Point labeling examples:
_ _ _ _ _ _ _
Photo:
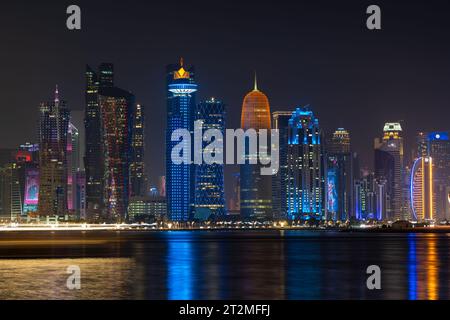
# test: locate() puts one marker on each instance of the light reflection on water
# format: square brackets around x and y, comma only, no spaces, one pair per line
[43,279]
[232,265]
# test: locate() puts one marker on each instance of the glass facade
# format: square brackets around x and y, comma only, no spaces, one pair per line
[209,178]
[256,189]
[180,181]
[306,171]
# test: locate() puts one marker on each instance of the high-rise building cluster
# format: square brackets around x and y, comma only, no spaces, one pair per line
[94,170]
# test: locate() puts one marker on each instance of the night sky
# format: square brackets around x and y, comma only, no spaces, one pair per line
[305,52]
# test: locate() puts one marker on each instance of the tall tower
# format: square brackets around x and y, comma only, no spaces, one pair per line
[306,174]
[389,165]
[439,151]
[180,180]
[256,189]
[93,160]
[137,166]
[279,180]
[73,165]
[339,176]
[209,179]
[53,129]
[116,111]
[422,193]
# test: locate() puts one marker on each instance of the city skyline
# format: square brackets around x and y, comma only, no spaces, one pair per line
[354,77]
[335,163]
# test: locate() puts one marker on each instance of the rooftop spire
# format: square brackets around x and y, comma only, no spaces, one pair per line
[56,94]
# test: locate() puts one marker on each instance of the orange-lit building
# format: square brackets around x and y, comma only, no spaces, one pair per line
[256,189]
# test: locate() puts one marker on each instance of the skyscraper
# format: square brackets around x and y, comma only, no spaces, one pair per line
[53,129]
[180,180]
[389,165]
[93,159]
[116,112]
[137,166]
[370,198]
[438,148]
[256,189]
[279,180]
[306,167]
[73,165]
[422,202]
[339,176]
[209,179]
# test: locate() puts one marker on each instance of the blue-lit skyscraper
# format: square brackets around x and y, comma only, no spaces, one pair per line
[306,178]
[339,194]
[209,181]
[180,181]
[436,145]
[279,180]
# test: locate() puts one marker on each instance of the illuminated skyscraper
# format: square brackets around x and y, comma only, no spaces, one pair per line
[73,165]
[306,167]
[209,180]
[116,111]
[389,165]
[279,180]
[439,151]
[180,180]
[370,198]
[53,129]
[339,176]
[93,159]
[137,166]
[422,189]
[256,189]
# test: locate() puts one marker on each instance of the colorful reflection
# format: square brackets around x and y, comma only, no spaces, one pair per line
[180,269]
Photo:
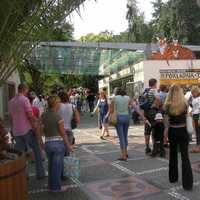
_ _ _ _ _ _ _
* THE EXERCISE *
Return each line of the records above that contains the word "building", copying the lines unchanged.

* EXPECTED ANSWER *
# test: locate() puts one marker on each instance of the high-rise building cluster
# test: locate() puts one marker on each instance of the orange-lit building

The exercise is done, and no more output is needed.